=== Exercise brief ===
Rewrite the lines below, changing "wispy cloud" to "thin cloud" and keeping everything else the same. Leave the picture out.

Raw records
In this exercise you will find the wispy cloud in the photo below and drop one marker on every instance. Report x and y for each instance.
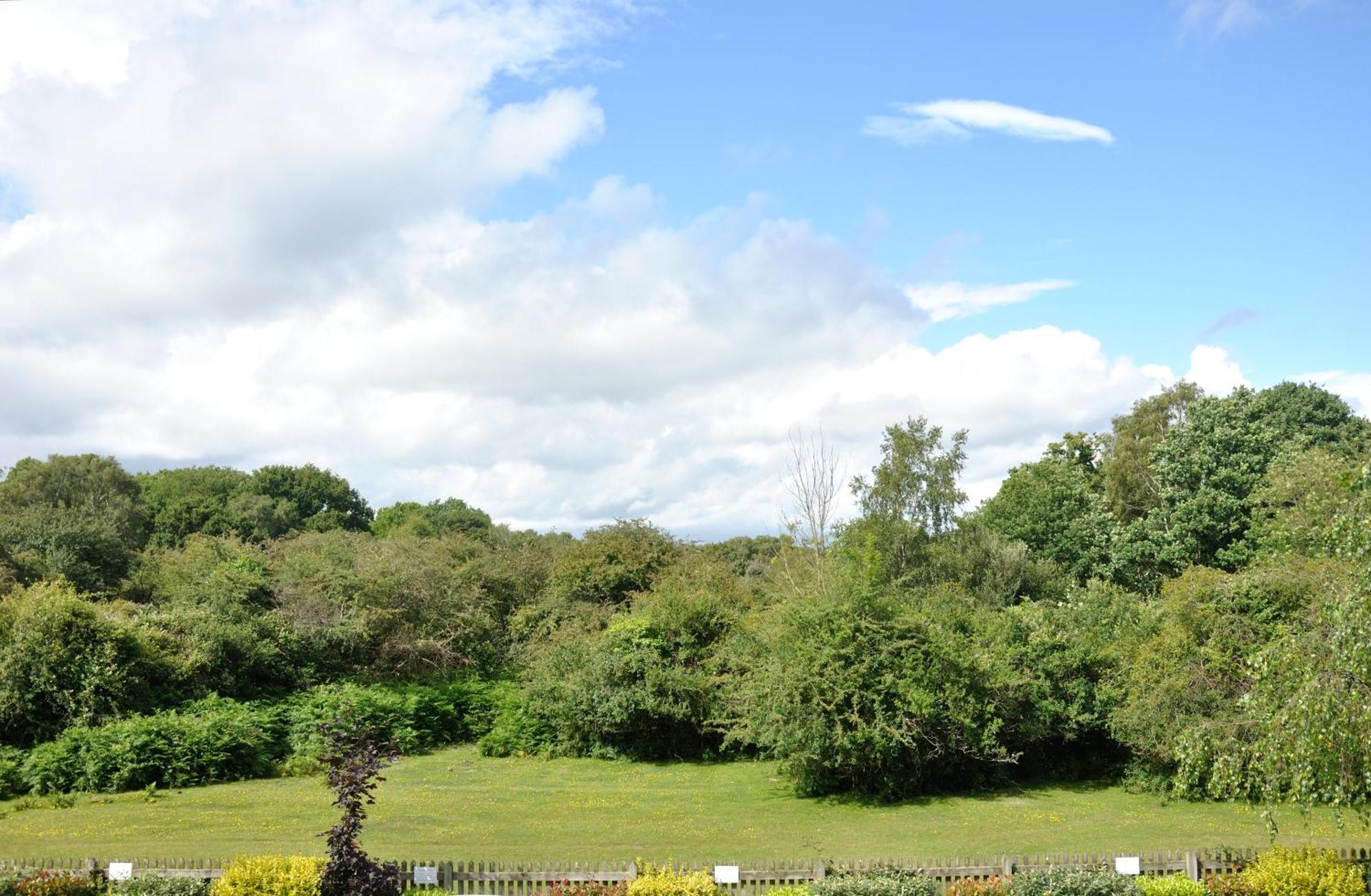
(1215, 18)
(945, 302)
(1230, 319)
(1220, 16)
(956, 119)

=== Exercise response ===
In this exercise you will find the thin cloud in the photo below and drop one marker on every instance. Report x and y for each instance.
(1215, 18)
(945, 302)
(1230, 319)
(1220, 16)
(956, 119)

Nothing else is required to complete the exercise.